[Stored items from a collection]
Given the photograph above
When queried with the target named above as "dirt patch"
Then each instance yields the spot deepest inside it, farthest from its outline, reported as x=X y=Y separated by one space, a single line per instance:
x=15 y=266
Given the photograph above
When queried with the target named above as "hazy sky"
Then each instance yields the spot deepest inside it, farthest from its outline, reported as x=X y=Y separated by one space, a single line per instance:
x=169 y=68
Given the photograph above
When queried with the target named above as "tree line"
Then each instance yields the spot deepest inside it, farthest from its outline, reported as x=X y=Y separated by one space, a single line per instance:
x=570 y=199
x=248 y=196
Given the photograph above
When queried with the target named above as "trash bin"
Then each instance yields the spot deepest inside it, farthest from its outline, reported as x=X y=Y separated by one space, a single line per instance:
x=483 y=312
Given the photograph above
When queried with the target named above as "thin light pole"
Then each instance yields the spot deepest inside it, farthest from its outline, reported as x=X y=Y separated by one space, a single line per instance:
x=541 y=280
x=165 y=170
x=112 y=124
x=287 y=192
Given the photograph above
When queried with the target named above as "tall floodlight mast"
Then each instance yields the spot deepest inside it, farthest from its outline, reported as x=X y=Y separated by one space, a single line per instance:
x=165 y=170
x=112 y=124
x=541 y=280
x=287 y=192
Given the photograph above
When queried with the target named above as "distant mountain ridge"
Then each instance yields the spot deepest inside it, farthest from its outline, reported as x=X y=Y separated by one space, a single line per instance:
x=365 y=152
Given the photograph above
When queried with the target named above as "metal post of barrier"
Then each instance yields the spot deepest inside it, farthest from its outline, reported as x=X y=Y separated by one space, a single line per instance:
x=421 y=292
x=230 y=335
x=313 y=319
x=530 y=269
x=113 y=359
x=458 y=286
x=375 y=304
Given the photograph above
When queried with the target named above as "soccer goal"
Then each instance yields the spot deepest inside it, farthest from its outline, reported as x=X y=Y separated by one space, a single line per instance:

### Prompt
Every entry must be repeated exactly; none may be skipped.

### Solution
Given the photograph above
When queried with the target named above as "dirt patch"
Then each instance yields the spot deepest inside it, farthest from its outline, reported as x=X y=Y separated by one space, a single line per instance:
x=15 y=266
Given the photograph above
When queried with the target named above as "hazy sky"
Then each instance yields the spot deepest inside it, farthest from its outline, reported as x=X y=Y separated by one space, a single line per instance:
x=169 y=68
Given the photograph above
When queried with the target named above as "tree line"
Then each instance yields the spot deepest inside it, farthest from its outline, reported as x=X y=Y separated by one space, a single line per instance:
x=570 y=199
x=248 y=196
Given the photograph above
When queried with the target named above as "trash bin"
Then each instance yields the spot deepest inside it, farthest from its outline, reported as x=X y=Y separated by one space, a single line per instance:
x=483 y=312
Given the photograph above
When queried with the target named above as "thin light pole"
Then each instance yields the spot deepest inside it, farthest from its outline, reported as x=X y=Y separated by one space, a single line per instance:
x=541 y=280
x=165 y=170
x=112 y=124
x=287 y=192
Given the photograph above
When queried with the target named above as "tall floodlight mast"
Then each instance yields the spot deepest inside it, farthest from its outline, reported as x=X y=Y separated by one space, a single line per instance:
x=165 y=170
x=112 y=124
x=541 y=280
x=287 y=192
Given the photograph above
When queried with the target named above as "distant mountain ridge"
Then each instance yields the spot deepest inside it, farthest from its outline, reported as x=X y=Y separated by one space, a single line per instance:
x=365 y=152
Given the photograph above
When queried with the target named above as "metal post of barrier"
Then each instance yields the spot deepest inside it, farthest from its outline, reported as x=X y=Y separated by one space, a single line per instance:
x=421 y=292
x=230 y=335
x=313 y=319
x=530 y=269
x=113 y=359
x=458 y=286
x=375 y=304
Given the photograph above
When queried with the target named above as "soccer goal"
Then each instance yields the spot deepest inside it, farthest from its outline, reported as x=X y=Y separated by one space, a single line per instance:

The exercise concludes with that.